═════ MATERIAL PROVIDED ═════
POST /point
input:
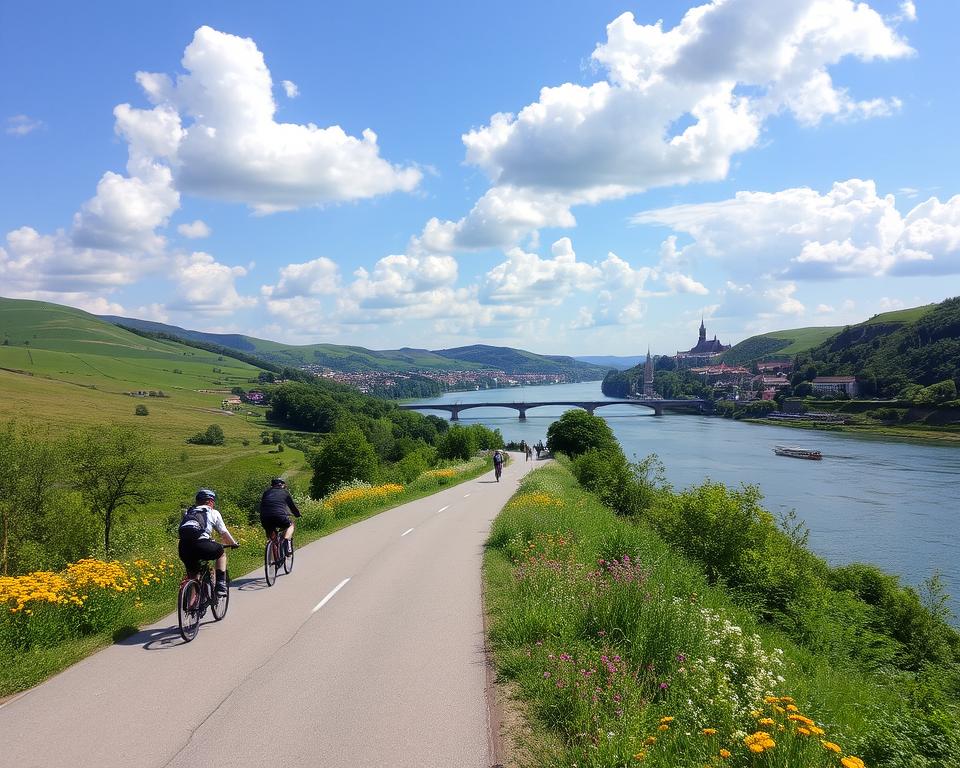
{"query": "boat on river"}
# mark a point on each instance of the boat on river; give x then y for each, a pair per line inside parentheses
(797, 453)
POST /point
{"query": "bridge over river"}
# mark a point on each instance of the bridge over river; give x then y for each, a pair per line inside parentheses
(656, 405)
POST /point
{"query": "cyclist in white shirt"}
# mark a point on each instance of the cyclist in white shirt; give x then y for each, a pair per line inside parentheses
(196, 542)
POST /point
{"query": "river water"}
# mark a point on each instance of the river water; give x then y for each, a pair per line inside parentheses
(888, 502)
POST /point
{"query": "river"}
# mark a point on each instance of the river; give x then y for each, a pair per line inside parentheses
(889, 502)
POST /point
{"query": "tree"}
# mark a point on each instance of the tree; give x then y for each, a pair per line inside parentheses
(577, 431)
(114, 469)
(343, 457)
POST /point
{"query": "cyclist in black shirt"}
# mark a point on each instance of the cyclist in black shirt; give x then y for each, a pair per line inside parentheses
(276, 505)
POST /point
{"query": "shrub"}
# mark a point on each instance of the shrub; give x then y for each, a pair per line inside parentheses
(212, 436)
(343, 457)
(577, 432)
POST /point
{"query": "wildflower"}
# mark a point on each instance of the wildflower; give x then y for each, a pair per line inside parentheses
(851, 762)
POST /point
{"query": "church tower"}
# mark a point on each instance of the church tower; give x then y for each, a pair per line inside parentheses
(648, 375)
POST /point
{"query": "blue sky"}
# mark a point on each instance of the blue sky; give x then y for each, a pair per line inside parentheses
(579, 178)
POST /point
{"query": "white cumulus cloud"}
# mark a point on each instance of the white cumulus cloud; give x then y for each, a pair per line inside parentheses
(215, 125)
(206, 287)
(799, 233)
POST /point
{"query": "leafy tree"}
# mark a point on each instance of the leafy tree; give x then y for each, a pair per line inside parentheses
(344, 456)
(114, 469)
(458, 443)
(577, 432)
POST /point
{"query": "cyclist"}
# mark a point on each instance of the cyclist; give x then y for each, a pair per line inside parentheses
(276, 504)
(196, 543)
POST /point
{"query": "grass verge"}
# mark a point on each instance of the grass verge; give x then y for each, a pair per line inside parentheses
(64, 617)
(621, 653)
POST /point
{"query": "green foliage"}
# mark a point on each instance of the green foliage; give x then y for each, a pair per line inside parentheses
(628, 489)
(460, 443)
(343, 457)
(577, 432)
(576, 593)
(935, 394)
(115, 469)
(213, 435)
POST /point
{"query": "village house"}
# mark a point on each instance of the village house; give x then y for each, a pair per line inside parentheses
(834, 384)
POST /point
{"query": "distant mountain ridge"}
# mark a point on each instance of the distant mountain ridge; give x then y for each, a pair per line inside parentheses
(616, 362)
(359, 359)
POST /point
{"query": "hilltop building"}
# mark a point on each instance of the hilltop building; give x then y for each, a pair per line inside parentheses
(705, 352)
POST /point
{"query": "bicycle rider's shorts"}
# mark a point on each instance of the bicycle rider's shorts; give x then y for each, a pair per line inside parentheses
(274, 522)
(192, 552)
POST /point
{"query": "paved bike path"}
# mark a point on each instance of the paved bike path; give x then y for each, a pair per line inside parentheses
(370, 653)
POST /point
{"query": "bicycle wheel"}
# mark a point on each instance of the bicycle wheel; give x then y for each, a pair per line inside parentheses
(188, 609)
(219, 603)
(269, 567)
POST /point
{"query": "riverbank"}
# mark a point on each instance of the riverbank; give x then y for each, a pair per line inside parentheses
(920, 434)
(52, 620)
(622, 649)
═════
* [REQUIREMENTS]: Leave out the pictures and output the rest of the material exactly as written.

* [RESPONSE FOR THIS EXERCISE]:
POST /point
input:
{"query": "boat on river"}
# mark a point on each instance of the boat on river; give x then y for each, a pair per line inside parentheses
(797, 453)
POST /point
{"query": "bridge over river"}
# mark a point on each instance of the bridge over river; give x then y for each, a pair per line inside parentheses
(656, 405)
POST /point
{"query": "cyclist in white shirt"}
# mark a point on each instance of the cyclist in white shirt; give x then y for each, a pair per line inside parentheses
(196, 542)
POST /point
{"query": "river water"}
# mark a point on each instance of the river water; give x then y for each, a pair per line inside parentheses
(888, 502)
POST /point
{"query": "river"}
# mark a point on each instance of the river; give x then y for each, a pair per line inside parentheses
(889, 502)
POST /point
{"query": "tree"}
# mark a point on each instance of the tree; give x then y for each, a pair per line inside parentheses
(577, 431)
(114, 469)
(343, 457)
POST /point
{"query": "cyclist in black shirt"}
# mark a point on each instance of the cyclist in black shirt; give x then y for each, a pair per line inside parentheses
(276, 505)
POST /point
{"query": "shrub"}
# mark a point on each instance of the shrub; give x then y for each, a pair per line inside parentheses
(212, 436)
(343, 457)
(577, 432)
POST /point
{"query": "wildflower"}
# mark a point on each instance of the wildflower; give x then y for each, a pair per line inside parentheses
(851, 762)
POST /point
{"query": "church tower"}
# mark a point on each instance of the church tower; give x then y for each, a pair per line inside parentheses
(648, 375)
POST /point
{"query": "blue sky"}
# mark a point on each instance of the blue sky; give x then y for each, a pair per line inside parentheses
(579, 178)
POST /point
{"query": "white cumulus cloud"}
# mark a point on each instance of the white cumulus cloud; give x then y for each, a pair per line inside parentheses
(215, 125)
(206, 287)
(799, 233)
POST /point
{"query": "leafy tree"}
# mark a point on each instance of the leafy tree; give x then y for each, a pair per line inside parentheses
(344, 456)
(114, 469)
(458, 443)
(577, 432)
POST /point
{"query": "cyclist"}
# mark a point on each instance of the cyclist; give x then y for each, a pair per line inside parentheses
(276, 504)
(196, 543)
POST /point
{"query": "grass verge"}
# mark a point on each instance of the grass verge; give x then y for each, a pair per line inside parentheses
(64, 617)
(621, 653)
POST /point
{"query": "green foliage"}
# mark a point on each instance of the green foliage; give x then y for each, a pair per line inside parentheses
(628, 489)
(460, 443)
(343, 457)
(577, 432)
(576, 593)
(935, 394)
(115, 469)
(213, 435)
POST /point
{"query": "village house"}
# mark a point on each instance of the village house; give x then y for each, a pair per line inside parentheses
(834, 384)
POST /point
{"query": "distant mountain ridge"}
# mark a point on each instance of the distant mountain ridge; give x then y for each, a pair per line inside parentheses
(616, 362)
(359, 359)
POST /point
{"query": "hilltop building"}
# mark a point on each instance of the hilltop building; give x then y for each, a pair per line inside parentheses
(705, 352)
POST /point
{"query": "bicycle rider's shorts"}
# mark a point on each instance of the bicycle rider's shorts; give x then y for each, a pair per line inside parentheses
(274, 522)
(192, 552)
POST /point
{"query": "paved bike path"}
# mark a point on each instance of the paved bike path; give x then y for each, a pair per line inside parentheses
(370, 653)
POST /point
{"query": "bicycle wheel"}
# mark a point on each instance of the bicycle wheel; give x then y for each, a pair per line inside parentheses
(188, 609)
(219, 603)
(269, 567)
POST /point
{"query": "riverbank"}
# mark a point on each instance of the riverbank; give x then y for each, a pair per line inside parentheses
(920, 434)
(52, 620)
(622, 649)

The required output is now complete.